**Assignment:**
Work out how many lines of the records hold the string "marker", and reply with that number alone.

**Records to process:**
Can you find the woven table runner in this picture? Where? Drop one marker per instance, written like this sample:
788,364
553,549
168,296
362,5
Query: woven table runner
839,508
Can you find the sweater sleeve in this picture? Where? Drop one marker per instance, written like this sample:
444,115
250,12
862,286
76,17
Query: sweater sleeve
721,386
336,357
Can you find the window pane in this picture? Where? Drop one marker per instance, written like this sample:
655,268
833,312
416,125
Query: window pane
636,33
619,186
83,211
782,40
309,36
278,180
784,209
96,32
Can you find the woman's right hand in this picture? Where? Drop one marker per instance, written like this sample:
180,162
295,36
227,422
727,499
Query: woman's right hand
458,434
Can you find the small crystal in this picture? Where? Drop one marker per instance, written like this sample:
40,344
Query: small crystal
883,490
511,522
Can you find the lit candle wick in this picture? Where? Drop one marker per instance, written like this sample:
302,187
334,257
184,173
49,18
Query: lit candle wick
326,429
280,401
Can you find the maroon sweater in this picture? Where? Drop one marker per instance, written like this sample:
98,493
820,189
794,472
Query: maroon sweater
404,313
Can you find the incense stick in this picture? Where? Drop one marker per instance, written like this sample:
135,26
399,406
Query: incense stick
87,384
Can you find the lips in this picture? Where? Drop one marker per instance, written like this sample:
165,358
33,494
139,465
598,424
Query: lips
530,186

**Task output:**
9